5 overdoses in one week in Moncton set off alarm bells
Clinic director says reversal drug Naloxone was used in time to save all five lives
Five overdoses in one week have a Moncton clinic concerned a more potent opioid drug may be circulating in the region.
Ensemble Moncton, which hosts an overdose prevention site, saw two overdose patients Thursday and Friday, said Debby Warren, the executive director.
Two other overdoses were reported at the emergency warming station at the former fire department and another happened out in the community the same week, she said.
None of the five people known to have overdosed last week died. Naloxone, a drug used to reverse the effects of opioids, was administered quickly enough, Warren said.
"It was just fortunate that there was Naloxone and people around those folks who knew how to use it."
Warren believes these overdoses were caused by a synthetic opioid commonly distributed in the Moncton area called Shady 8.
The drug, also known as Isotonitazene, is sold on the illicit market as white pills and is 500 times more potent than morphine, according to the World Health Organization.
Warren said it can be very resistant to Naloxone, requiring several doses.
"It would appear that there may be a new batch circulating," said Warren.
Before last week, the clinic hadn't witnessed any overdoses since it opened in November of last year.
Warren said she can't know for sure if the drug being used was Shady 8 because patients must volunteer to be tested.
She said the patients involved said they used a drug that looked similar to the Shady 8 they'd consumed before, but it had a much different effect on them.
"So they take what they think they would normally take, but they go into overdose," said Warren.
She urged anyone using this drug to take extra precautions, to never use it alone and to make sure to have Naloxone on hand.
"People are dying, quite literally, and they will die if the Naloxone is not used to reverse the overdose," she said.
Warren said Ensemble Moncton provides Naloxone kits to the community.
"It can be all the difference between life and death," she said. "It's minutes really."
Ambulance New Brunswick and Codiac RCMP could not provide any details about the overdoses.

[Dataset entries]

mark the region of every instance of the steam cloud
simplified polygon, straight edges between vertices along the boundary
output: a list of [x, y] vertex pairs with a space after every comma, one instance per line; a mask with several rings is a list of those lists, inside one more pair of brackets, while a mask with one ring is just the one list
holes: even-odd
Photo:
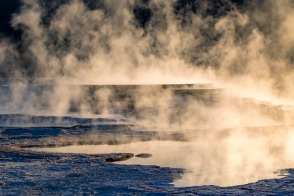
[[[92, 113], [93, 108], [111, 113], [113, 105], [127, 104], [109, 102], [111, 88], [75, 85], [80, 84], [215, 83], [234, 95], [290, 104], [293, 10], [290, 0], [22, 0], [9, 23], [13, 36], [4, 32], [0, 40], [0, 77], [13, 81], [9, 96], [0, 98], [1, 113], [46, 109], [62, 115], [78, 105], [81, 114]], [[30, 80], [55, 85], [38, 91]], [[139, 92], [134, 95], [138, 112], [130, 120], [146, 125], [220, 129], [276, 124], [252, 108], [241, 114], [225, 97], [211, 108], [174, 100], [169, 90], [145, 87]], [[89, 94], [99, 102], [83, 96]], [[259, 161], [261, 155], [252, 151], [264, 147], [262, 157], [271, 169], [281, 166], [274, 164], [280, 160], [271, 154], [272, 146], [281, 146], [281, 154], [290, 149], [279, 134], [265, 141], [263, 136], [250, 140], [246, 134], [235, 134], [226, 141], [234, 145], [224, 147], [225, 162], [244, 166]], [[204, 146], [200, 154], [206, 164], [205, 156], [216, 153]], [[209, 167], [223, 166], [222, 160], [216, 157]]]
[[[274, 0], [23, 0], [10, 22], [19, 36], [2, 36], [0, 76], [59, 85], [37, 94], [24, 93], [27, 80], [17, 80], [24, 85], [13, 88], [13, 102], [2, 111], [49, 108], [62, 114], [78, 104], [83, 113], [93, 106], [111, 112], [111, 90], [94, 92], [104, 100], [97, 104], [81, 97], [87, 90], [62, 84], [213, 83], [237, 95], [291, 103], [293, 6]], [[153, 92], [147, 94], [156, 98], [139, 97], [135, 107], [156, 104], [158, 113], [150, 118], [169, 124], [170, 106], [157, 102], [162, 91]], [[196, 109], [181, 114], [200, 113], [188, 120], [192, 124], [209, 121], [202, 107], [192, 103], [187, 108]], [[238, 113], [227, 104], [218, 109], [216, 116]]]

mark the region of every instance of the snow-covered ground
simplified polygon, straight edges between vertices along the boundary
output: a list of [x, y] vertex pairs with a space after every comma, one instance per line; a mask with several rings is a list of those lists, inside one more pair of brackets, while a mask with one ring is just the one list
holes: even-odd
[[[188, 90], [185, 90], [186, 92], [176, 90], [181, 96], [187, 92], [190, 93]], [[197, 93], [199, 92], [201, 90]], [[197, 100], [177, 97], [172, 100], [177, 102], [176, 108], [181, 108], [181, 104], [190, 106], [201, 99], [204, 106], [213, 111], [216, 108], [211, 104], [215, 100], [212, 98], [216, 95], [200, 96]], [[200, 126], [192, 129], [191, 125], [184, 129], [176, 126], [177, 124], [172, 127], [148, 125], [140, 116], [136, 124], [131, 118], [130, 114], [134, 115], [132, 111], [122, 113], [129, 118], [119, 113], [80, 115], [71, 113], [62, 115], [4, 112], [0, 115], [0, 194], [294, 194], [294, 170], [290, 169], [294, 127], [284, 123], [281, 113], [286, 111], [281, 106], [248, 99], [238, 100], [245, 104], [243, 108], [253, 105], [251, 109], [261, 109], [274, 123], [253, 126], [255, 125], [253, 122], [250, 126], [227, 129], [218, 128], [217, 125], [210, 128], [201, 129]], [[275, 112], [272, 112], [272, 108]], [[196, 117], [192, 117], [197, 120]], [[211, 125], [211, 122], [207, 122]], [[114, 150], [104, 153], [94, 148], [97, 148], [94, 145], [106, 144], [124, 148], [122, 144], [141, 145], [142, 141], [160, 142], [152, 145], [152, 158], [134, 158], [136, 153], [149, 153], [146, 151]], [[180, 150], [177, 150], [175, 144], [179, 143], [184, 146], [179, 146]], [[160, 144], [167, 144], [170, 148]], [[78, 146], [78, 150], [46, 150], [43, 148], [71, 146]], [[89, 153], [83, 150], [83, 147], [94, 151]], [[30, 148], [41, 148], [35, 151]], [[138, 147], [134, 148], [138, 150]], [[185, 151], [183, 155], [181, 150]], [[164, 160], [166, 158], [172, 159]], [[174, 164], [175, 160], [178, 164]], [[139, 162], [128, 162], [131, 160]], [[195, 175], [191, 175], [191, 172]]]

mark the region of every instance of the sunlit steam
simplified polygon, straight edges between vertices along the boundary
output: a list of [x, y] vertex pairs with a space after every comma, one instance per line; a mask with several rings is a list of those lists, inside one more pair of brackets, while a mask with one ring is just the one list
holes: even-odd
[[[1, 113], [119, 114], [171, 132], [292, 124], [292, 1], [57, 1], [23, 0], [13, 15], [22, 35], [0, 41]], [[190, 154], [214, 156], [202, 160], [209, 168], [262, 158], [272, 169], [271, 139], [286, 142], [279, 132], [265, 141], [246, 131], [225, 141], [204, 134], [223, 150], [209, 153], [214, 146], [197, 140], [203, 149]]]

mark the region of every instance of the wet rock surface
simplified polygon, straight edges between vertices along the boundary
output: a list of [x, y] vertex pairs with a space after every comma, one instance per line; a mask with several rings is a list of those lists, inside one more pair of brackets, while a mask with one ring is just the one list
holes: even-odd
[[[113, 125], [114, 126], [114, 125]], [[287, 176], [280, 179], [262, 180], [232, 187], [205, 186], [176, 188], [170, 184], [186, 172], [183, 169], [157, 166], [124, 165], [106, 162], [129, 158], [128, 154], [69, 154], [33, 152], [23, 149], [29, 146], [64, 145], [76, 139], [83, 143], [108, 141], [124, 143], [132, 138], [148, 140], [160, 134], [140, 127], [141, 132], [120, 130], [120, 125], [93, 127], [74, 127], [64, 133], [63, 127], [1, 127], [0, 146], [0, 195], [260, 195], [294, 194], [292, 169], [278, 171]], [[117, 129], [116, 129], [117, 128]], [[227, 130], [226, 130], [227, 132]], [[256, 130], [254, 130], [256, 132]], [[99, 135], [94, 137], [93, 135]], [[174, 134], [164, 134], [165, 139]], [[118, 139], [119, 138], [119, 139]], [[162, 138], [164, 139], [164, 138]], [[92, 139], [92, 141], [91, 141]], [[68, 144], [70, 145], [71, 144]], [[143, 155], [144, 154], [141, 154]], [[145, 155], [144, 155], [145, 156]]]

...

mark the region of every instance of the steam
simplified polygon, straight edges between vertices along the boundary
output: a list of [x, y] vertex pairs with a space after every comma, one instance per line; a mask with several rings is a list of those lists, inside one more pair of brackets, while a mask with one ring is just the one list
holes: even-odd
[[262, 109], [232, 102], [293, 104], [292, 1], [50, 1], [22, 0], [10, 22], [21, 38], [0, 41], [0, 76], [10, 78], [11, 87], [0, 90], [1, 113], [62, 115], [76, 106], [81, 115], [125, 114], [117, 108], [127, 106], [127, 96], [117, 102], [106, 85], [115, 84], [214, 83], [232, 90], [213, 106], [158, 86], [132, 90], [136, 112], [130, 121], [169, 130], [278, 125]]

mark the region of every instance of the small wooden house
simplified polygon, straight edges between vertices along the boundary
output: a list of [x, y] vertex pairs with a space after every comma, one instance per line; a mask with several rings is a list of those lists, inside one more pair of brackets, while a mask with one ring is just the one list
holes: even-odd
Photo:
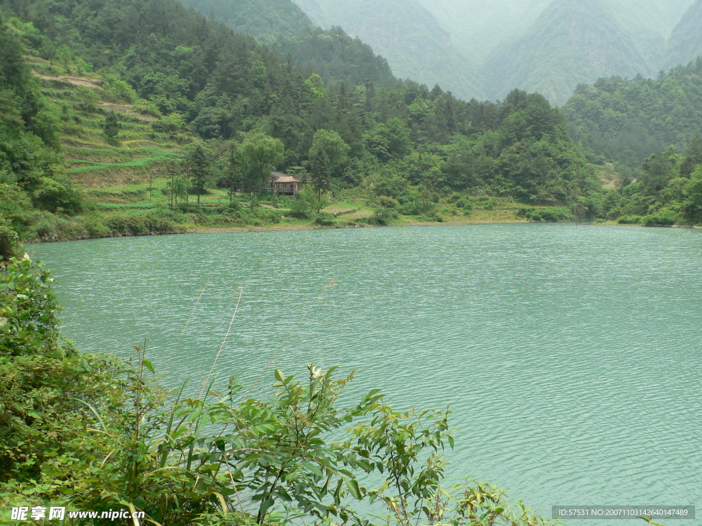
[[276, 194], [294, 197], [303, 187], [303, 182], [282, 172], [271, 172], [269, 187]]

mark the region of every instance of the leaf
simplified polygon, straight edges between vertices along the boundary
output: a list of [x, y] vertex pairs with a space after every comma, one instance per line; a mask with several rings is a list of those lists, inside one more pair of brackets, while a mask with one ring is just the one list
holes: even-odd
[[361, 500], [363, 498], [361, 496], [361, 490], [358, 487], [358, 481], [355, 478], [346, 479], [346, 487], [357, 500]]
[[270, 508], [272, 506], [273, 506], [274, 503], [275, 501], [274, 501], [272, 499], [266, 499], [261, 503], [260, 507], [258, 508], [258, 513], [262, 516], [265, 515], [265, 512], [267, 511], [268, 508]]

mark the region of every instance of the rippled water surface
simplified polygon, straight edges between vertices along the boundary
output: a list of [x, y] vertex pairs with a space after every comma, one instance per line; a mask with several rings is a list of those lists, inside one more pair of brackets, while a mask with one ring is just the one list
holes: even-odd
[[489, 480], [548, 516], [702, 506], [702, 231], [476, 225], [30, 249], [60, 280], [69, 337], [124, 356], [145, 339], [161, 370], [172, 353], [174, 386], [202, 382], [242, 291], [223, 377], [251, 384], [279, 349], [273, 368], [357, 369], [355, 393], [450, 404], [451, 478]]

_THE PROBLEM_
Please copy everything in the Moncton overdose article from "She urged anyone" down to "about the overdoses.", switching "Naloxone kits" to "harm reduction kits". Rely only on the article about the Moncton overdoses, not on the rows.

_THE COMPLETED TASK_
She urged anyone using this drug to take extra precautions, to never use it alone and to make sure to have Naloxone on hand.
"People are dying, quite literally, and they will die if the Naloxone is not used to reverse the overdose," she said.
Warren said Ensemble Moncton provides harm reduction kits to the community.
"It can be all the difference between life and death," she said. "It's minutes really."
Ambulance New Brunswick and Codiac RCMP could not provide any details about the overdoses.